[Stored dataset items]
****************************************
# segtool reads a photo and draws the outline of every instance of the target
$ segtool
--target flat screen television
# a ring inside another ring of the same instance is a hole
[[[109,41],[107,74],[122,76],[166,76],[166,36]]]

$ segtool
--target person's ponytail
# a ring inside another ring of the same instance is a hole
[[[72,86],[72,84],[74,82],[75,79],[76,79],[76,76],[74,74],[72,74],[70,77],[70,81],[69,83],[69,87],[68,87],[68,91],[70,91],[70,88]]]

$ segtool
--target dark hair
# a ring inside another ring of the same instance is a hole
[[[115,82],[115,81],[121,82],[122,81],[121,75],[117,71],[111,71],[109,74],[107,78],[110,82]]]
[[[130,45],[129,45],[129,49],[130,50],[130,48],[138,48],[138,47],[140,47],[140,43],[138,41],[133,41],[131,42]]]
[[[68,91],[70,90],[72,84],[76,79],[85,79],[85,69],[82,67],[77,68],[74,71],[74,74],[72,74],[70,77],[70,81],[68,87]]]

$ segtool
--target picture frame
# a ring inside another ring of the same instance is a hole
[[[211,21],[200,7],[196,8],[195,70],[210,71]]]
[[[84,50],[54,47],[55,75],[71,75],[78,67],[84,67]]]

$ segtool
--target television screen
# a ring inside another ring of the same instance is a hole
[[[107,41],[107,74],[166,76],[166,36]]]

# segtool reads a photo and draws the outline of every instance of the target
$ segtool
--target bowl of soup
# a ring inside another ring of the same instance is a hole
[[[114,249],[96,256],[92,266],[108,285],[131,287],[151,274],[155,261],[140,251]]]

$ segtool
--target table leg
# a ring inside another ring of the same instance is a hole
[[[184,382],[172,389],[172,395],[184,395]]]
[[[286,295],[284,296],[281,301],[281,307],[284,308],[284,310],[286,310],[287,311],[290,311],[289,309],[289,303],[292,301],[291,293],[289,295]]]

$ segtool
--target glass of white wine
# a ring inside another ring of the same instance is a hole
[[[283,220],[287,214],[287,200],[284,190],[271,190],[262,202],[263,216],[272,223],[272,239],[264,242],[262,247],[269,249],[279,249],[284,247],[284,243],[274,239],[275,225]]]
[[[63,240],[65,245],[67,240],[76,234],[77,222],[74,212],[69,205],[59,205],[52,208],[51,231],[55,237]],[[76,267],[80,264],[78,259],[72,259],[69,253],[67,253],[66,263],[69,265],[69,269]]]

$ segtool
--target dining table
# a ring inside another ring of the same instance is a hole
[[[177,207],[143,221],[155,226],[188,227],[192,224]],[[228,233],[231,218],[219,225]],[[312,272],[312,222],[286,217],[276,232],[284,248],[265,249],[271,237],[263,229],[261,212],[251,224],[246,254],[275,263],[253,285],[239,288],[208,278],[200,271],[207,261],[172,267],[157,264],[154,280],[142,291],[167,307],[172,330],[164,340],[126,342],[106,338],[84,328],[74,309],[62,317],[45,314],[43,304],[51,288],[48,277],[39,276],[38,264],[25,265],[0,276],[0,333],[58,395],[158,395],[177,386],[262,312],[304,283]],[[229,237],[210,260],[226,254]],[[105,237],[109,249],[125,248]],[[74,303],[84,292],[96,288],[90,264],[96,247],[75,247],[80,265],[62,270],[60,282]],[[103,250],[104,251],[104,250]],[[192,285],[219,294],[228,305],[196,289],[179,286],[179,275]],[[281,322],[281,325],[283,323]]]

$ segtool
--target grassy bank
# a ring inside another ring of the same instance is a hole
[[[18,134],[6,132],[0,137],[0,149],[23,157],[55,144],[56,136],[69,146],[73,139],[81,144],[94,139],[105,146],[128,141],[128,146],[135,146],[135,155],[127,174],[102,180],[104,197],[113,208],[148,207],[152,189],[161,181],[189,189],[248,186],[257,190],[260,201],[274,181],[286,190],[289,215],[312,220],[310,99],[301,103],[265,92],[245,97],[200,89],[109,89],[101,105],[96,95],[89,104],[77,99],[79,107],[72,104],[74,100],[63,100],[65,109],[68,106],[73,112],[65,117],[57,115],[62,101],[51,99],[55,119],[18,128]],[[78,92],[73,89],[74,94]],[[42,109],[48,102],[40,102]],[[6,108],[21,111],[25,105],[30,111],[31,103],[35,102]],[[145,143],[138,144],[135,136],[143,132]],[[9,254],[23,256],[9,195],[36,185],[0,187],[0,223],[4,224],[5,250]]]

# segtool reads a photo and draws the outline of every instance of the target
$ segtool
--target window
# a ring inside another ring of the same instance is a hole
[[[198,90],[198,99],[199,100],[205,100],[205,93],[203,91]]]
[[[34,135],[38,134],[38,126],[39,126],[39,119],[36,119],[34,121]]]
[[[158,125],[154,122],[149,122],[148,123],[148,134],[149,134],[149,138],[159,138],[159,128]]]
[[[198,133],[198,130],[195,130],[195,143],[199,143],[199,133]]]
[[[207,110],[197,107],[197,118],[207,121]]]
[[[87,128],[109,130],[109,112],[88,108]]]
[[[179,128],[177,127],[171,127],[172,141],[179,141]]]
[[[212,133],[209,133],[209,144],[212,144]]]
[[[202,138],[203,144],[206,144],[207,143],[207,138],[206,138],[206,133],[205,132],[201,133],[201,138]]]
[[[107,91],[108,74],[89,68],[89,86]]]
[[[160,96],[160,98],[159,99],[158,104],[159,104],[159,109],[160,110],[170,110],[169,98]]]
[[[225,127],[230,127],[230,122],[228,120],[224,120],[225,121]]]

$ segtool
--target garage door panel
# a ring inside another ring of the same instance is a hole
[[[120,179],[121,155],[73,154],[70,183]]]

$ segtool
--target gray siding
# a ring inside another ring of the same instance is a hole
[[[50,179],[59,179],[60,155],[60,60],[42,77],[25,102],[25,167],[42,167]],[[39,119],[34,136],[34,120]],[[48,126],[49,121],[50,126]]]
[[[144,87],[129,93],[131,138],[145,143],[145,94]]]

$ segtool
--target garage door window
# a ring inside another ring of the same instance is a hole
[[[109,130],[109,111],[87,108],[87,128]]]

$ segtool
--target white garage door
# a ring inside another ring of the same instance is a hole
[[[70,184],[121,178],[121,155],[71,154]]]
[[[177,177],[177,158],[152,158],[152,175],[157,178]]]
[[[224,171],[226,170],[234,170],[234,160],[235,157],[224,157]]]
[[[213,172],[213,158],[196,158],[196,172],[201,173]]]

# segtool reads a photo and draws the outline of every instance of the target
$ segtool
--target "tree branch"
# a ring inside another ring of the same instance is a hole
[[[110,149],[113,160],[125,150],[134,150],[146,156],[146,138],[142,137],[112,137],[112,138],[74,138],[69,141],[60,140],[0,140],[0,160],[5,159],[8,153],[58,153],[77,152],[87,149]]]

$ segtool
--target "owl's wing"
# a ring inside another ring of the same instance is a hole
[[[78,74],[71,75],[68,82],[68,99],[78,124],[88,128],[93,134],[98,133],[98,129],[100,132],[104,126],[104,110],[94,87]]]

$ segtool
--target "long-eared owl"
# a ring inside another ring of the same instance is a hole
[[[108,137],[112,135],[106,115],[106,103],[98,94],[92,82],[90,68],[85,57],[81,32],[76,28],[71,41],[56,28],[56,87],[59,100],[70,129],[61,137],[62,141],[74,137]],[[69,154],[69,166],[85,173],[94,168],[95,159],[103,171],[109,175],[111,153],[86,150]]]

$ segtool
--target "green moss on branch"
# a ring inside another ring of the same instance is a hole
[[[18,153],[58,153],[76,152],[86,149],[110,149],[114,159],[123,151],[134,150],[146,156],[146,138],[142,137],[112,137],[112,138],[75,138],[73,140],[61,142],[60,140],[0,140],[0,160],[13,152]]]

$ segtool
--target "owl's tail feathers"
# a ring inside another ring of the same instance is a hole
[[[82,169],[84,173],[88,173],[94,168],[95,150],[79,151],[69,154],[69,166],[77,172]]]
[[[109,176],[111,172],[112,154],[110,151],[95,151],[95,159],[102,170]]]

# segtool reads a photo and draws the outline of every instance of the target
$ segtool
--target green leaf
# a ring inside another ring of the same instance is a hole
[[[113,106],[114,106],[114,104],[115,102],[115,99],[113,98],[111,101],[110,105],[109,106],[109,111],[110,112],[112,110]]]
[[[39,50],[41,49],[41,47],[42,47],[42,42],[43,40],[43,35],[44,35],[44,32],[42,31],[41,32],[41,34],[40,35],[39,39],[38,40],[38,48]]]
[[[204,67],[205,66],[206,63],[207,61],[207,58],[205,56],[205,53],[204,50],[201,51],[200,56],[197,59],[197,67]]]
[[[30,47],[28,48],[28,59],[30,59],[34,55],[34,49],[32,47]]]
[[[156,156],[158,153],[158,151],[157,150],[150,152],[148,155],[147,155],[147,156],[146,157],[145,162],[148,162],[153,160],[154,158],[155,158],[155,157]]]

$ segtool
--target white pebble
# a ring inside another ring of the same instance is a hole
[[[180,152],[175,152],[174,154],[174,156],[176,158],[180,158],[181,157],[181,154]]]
****************************************
* [SET PROBLEM]
Which lines of the records contain the string "white"? Return each such line, matching case.

* [FULL SOLUTION]
--target glass of white wine
--target white garage door
--target white pebble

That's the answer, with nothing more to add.